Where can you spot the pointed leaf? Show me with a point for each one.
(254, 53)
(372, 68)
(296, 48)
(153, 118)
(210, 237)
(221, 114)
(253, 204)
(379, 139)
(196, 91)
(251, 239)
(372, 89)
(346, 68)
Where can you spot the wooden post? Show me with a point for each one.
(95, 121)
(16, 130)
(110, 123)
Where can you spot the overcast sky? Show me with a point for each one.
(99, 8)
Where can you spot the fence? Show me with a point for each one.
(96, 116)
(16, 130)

● What this task involves
Copy out every one of the records above, keeping each line and each set of coordinates unchanged.

● Full answer
Where can you spot the pointed leaf? Show me with a point for each one.
(254, 53)
(372, 68)
(296, 48)
(153, 118)
(210, 237)
(221, 114)
(253, 204)
(379, 139)
(196, 91)
(251, 239)
(372, 89)
(346, 68)
Where can you spot the wooden post? Show me with a point for each one.
(95, 121)
(16, 130)
(110, 123)
Where can you spot the overcast sky? Show me with a point for each one.
(99, 8)
Where can you spot the fence? Show me with a point for each one.
(96, 116)
(16, 130)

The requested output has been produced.